- _DATA IN THIS EXERCISE_
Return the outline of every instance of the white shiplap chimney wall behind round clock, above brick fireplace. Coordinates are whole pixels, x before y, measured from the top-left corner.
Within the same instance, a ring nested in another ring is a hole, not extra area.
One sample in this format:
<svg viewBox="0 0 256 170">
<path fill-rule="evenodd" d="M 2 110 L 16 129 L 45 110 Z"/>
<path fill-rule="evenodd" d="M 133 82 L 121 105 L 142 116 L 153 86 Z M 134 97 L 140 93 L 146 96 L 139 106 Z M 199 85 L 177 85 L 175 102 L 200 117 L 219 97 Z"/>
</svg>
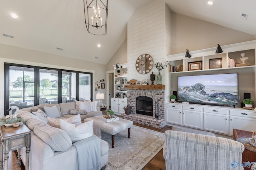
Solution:
<svg viewBox="0 0 256 170">
<path fill-rule="evenodd" d="M 135 68 L 135 61 L 141 54 L 146 53 L 152 56 L 154 63 L 165 64 L 167 55 L 170 55 L 170 22 L 170 10 L 165 3 L 159 1 L 136 10 L 131 16 L 127 24 L 128 80 L 148 79 L 150 84 L 150 74 L 154 72 L 157 76 L 158 70 L 155 67 L 148 74 L 139 74 Z M 161 73 L 163 84 L 167 83 L 167 72 L 168 68 L 165 68 Z M 166 92 L 168 91 L 166 86 Z M 169 93 L 165 93 L 167 101 L 168 95 Z"/>
</svg>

- _TRY IT_
Once the pictures are removed, write out all of the entries above exactly.

- _SOLVED EXERCISE_
Return the outline of every instance of the white shiplap chimney wall behind round clock, above brick fireplace. Coordinates are whole pixels, x before y, measured from the top-left corner.
Within the same instance, a ring nested in another ring is a hole, not extra area.
One sample in this format:
<svg viewBox="0 0 256 170">
<path fill-rule="evenodd" d="M 2 110 L 16 129 L 45 110 Z"/>
<path fill-rule="evenodd" d="M 133 82 L 121 105 L 142 116 L 153 86 Z M 134 97 L 140 93 L 146 96 L 139 106 Z M 199 85 L 177 85 L 175 102 L 200 117 L 219 97 Z"/>
</svg>
Solution:
<svg viewBox="0 0 256 170">
<path fill-rule="evenodd" d="M 135 68 L 135 61 L 141 54 L 146 53 L 152 56 L 154 63 L 165 64 L 167 55 L 170 55 L 170 22 L 170 10 L 165 3 L 159 1 L 136 10 L 131 16 L 127 24 L 128 80 L 148 79 L 150 84 L 150 74 L 154 72 L 157 76 L 158 70 L 155 67 L 148 74 L 139 74 Z M 161 73 L 163 84 L 167 83 L 167 72 L 168 68 L 165 68 Z M 166 92 L 168 91 L 166 86 Z M 169 93 L 165 93 L 167 101 L 168 95 Z"/>
</svg>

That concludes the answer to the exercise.